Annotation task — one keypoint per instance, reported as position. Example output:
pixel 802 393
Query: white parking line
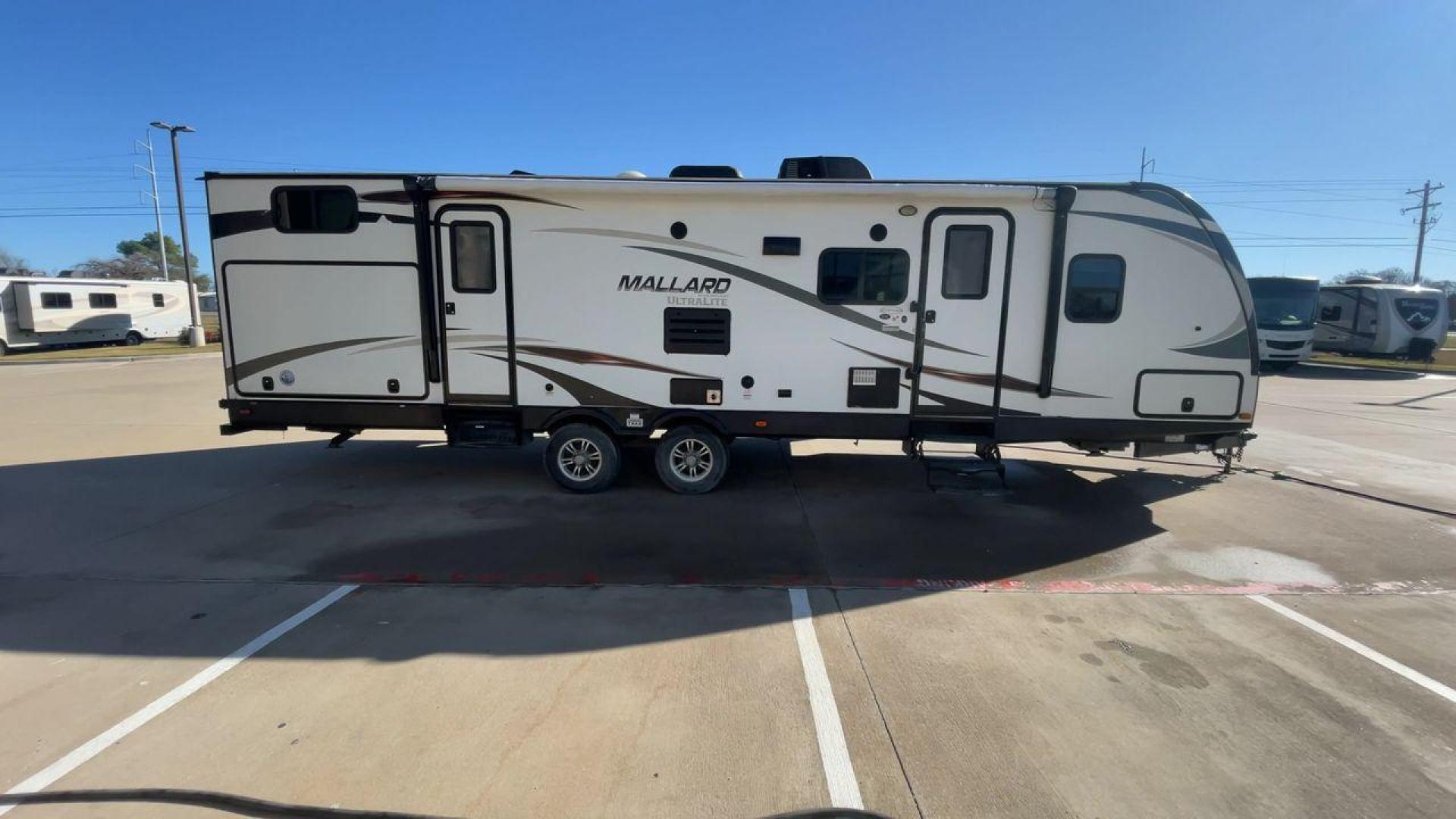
pixel 1360 649
pixel 839 773
pixel 101 742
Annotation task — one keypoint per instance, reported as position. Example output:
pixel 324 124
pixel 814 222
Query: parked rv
pixel 682 312
pixel 1372 318
pixel 50 312
pixel 1285 312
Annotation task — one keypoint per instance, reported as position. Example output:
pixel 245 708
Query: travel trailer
pixel 1372 318
pixel 683 312
pixel 1285 314
pixel 47 312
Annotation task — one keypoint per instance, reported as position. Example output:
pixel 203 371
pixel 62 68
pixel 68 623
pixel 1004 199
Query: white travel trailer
pixel 1285 314
pixel 1372 318
pixel 686 311
pixel 47 312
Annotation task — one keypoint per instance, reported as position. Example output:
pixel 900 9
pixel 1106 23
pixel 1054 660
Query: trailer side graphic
pixel 615 312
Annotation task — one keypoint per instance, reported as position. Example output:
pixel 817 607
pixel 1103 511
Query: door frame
pixel 921 295
pixel 438 237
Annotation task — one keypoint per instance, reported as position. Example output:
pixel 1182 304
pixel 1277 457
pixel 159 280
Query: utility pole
=-=-=-=-=
• DESCRIPTION OF THE TASK
Apart from the pictures, the entries above are to be repeated in full and exactly.

• RESULT
Annotation task — one keypoint per instance, reported as position. Example output:
pixel 802 393
Query: white parking line
pixel 1360 649
pixel 839 773
pixel 101 742
Annotation task — one keypoint per instance, reported as position. Example output:
pixel 324 124
pixel 814 222
Query: parked rv
pixel 682 312
pixel 1372 318
pixel 50 312
pixel 1285 312
Annotation task — one keypoint per instance, reported as position. Example output:
pixel 245 708
Query: travel trailer
pixel 1372 318
pixel 683 312
pixel 1285 314
pixel 47 312
Annotation task — one keypoint per instance, reported as position. Example output:
pixel 203 371
pixel 62 68
pixel 68 623
pixel 1004 199
Query: white travel trailer
pixel 1285 314
pixel 1372 318
pixel 686 311
pixel 47 312
Annotation task — one keypoint per instance, reported as position. Example output:
pixel 900 9
pixel 1106 23
pixel 1054 660
Query: trailer side graphic
pixel 615 312
Annotation task — one keypoint per instance, reported as position. Example output:
pixel 817 607
pixel 1103 511
Query: door frame
pixel 921 295
pixel 438 237
Annotation task — one keypoint per instance, reported as position. Example output:
pixel 1182 304
pixel 1277 457
pixel 159 280
Query: utility pole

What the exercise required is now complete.